EXCERPT TO READ:
_ _ _
# Neelix 17 weeks :)



## bigredpoodle (Sep 13, 2009)

Her is Neelix at 17 weeks . This baby boy let me trim his feet cut his nails and scissor him down, what a great temperment .. Not perfect trim but then he is still a baby . We are so proud of him...Neelix is going to a show home


----------



## ArreauStandardPoodle (Sep 1, 2009)

He is very cute Bigredpoodle.

Is he going to Captivation in Sweden? Did you know their red girl is my Flynns litter sister. Have you ever seen the awesome video they have of all of their brood out on the ice? It is magnificent and she is a stunner. They ought to mae lovely babies.


----------



## taxtell (Sep 17, 2009)

Adorable!

He looks so well behaved also!


----------



## bigredpoodle (Sep 13, 2009)

Neelix at 17 weeks ...


----------



## bigredpoodle (Sep 13, 2009)

Training handling and socialization starts at birth. A poodle spends alot of time on a table so WE really do try to give them every opportunity to be there unafraid and comfortable..
_ _ _
PROVIDED DATA:
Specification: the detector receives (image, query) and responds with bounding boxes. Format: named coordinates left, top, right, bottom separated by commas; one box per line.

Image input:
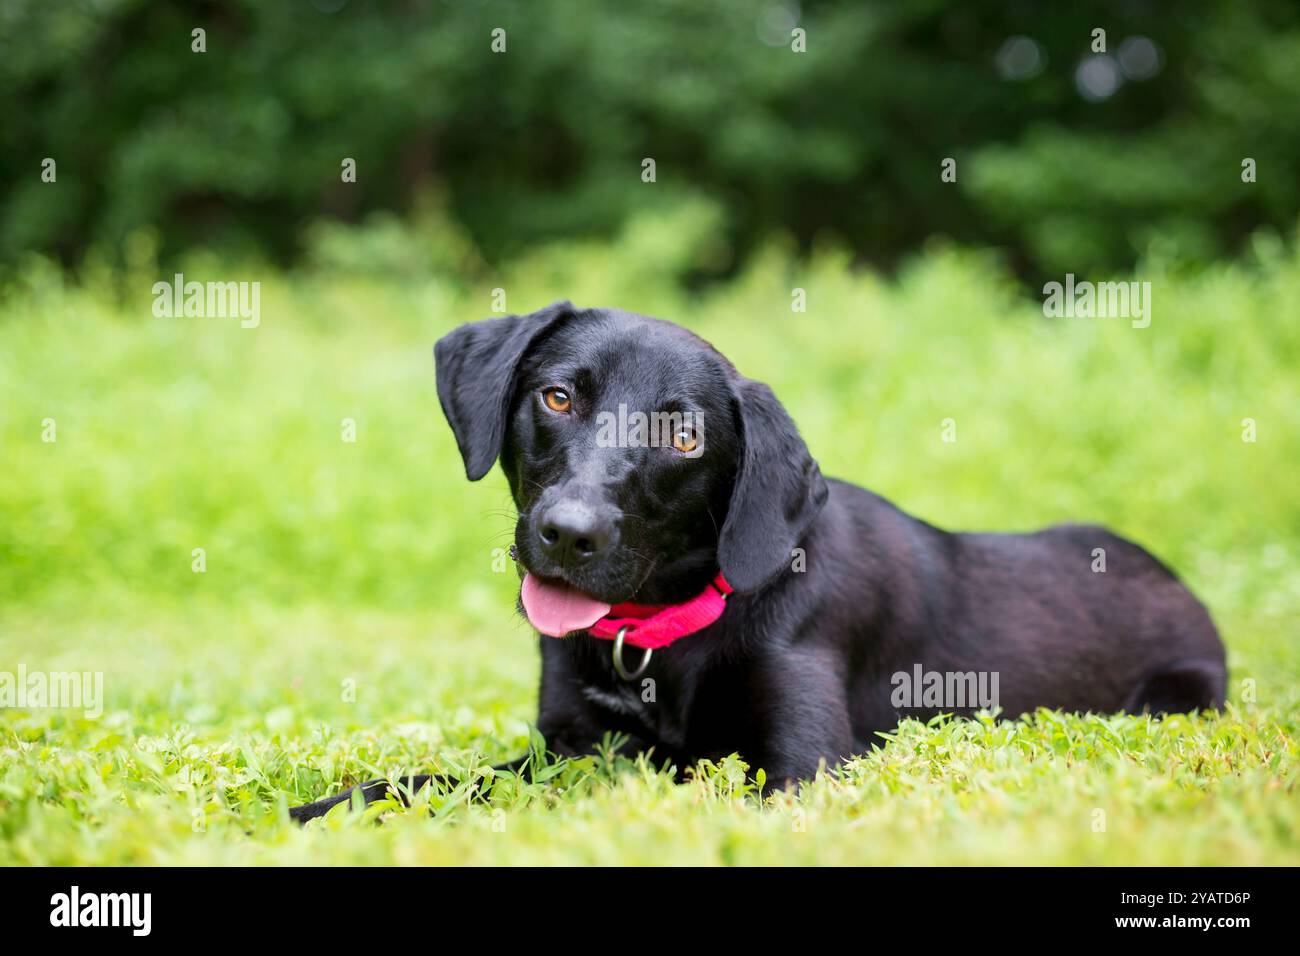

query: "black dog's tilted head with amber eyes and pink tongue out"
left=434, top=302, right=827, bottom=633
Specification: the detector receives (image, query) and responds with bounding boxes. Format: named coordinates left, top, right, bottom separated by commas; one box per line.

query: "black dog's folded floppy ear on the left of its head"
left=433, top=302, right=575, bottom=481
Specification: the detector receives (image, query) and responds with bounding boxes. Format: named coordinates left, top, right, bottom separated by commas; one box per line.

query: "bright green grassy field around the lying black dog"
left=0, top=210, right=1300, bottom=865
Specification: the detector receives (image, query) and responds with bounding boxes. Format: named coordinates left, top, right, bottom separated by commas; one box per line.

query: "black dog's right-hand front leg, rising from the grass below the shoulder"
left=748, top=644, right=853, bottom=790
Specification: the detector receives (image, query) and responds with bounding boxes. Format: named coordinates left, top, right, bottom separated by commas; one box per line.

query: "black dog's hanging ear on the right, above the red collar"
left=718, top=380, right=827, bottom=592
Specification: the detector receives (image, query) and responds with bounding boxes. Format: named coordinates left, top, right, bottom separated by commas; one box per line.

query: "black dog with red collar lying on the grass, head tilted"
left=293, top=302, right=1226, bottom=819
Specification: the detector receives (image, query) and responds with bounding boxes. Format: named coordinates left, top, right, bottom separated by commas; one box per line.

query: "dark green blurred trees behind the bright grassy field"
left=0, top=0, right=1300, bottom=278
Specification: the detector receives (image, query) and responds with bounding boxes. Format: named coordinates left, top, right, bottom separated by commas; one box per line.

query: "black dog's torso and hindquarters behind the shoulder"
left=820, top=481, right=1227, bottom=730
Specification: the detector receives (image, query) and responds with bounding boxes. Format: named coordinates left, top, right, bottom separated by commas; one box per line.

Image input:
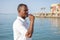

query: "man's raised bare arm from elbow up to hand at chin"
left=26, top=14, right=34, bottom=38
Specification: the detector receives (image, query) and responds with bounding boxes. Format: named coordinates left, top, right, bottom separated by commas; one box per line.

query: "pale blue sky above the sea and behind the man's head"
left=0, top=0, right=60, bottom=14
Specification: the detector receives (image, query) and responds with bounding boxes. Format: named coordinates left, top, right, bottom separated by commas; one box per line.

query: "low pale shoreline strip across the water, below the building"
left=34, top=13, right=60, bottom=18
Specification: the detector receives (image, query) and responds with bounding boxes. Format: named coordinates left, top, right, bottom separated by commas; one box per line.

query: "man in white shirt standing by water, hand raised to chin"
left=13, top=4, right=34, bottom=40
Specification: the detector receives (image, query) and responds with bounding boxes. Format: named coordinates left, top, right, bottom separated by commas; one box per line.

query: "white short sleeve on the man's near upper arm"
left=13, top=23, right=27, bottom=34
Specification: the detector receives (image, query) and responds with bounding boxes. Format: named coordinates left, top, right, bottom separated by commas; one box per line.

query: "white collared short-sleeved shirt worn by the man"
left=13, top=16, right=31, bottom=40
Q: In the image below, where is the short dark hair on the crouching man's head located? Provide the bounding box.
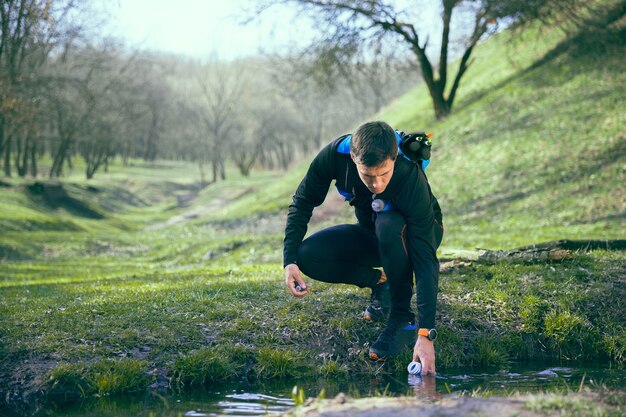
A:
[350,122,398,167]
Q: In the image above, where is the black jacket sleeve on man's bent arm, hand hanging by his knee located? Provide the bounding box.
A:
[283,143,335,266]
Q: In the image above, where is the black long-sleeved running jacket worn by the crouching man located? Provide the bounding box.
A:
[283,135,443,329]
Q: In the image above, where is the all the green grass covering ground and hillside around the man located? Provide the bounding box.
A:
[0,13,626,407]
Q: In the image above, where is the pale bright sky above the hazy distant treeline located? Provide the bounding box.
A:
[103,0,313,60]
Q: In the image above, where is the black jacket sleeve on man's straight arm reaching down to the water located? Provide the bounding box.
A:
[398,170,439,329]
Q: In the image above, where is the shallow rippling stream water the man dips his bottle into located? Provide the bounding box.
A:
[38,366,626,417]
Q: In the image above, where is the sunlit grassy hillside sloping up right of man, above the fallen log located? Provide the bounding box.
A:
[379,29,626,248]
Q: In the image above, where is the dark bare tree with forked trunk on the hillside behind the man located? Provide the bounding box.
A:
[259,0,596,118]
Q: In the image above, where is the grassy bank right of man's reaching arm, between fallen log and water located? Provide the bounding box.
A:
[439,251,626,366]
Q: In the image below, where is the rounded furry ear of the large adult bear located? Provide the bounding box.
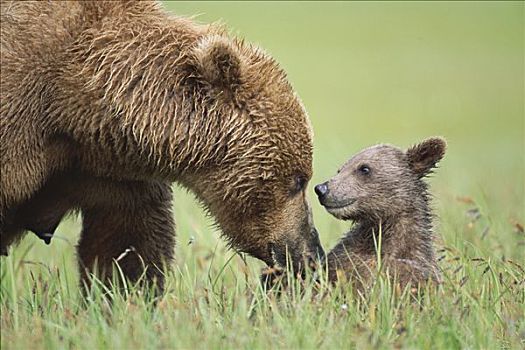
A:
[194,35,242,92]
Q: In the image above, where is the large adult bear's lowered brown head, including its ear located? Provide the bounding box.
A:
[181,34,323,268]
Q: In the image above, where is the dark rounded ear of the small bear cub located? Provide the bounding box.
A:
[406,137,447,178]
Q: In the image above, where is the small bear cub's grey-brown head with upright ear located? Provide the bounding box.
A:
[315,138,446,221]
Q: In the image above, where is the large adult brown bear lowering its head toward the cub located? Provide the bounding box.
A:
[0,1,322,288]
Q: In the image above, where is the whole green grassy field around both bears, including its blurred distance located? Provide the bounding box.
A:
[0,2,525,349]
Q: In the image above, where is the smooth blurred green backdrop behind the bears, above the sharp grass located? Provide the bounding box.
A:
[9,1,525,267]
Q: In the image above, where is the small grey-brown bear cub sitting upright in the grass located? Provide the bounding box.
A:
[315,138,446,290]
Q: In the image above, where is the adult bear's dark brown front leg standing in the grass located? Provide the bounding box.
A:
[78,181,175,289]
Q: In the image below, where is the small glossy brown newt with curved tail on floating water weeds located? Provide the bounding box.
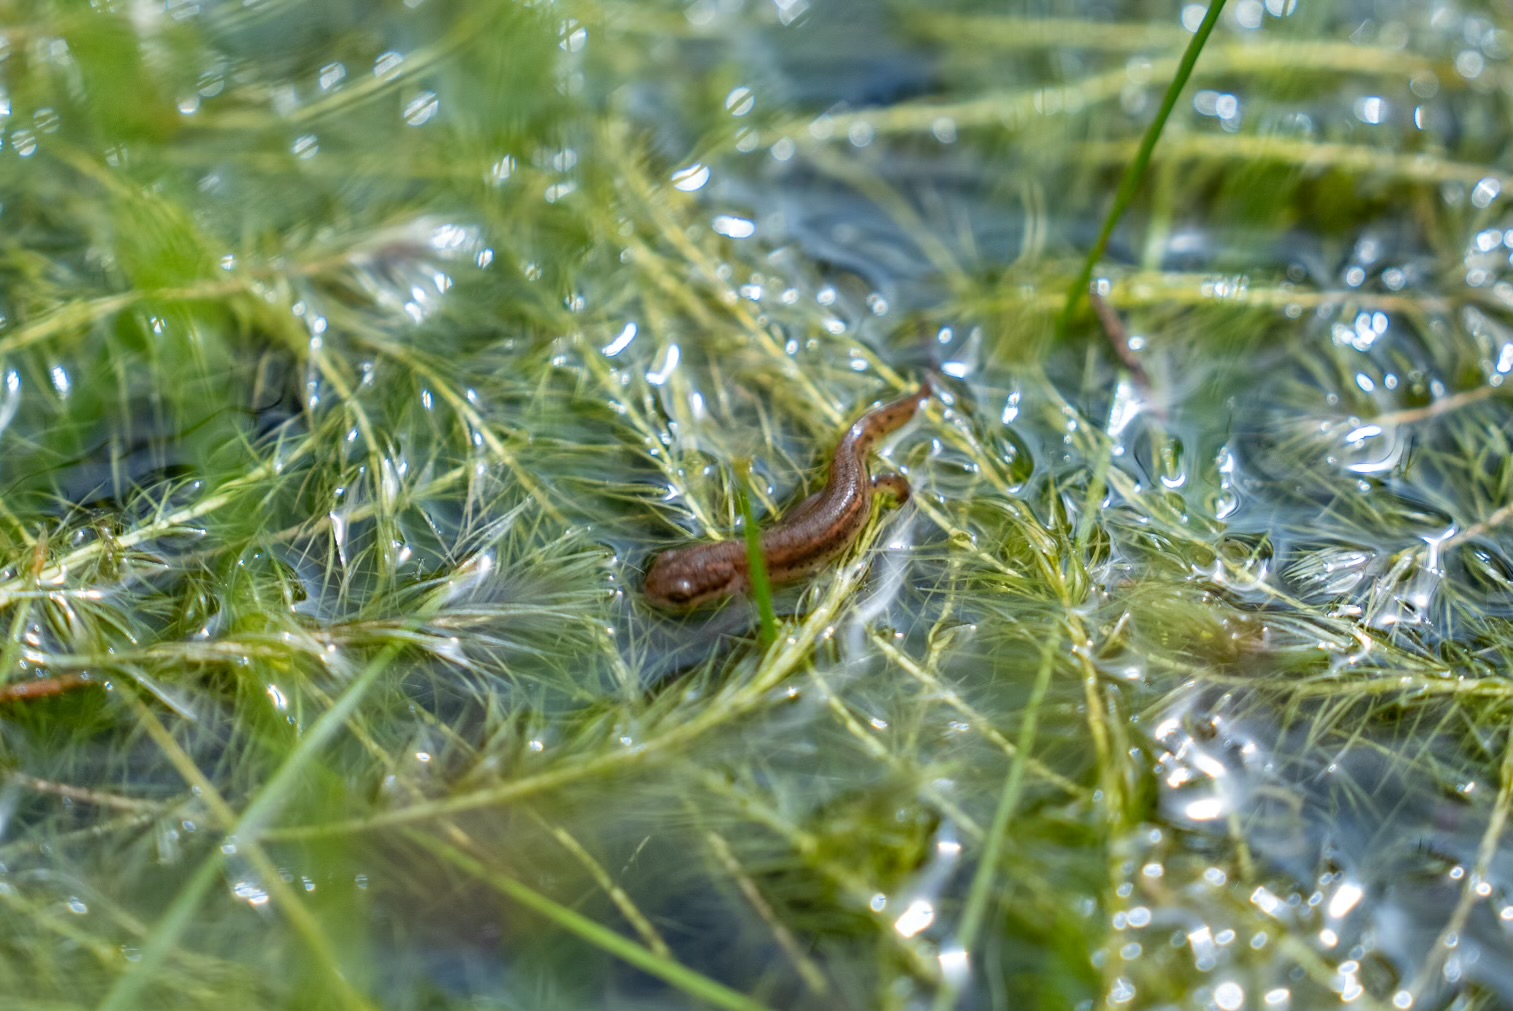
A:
_ _ _
EXERCISE AIM: Please repeat word for word the part of the thread about Neelix from "Her is Neelix" to "(Sep 1, 2009)". The listing stands apart from the thread about Neelix.

RESULT OF THIS TASK:
Her is Neelix at 17 weeks . This baby boy let me trim his feet cut his nails and scissor him down, what a great temperment .. Not perfect trim but then he is still a baby . We are so proud of him...Neelix is going to a show home


----------



## ArreauStandardPoodle (Sep 1, 2009)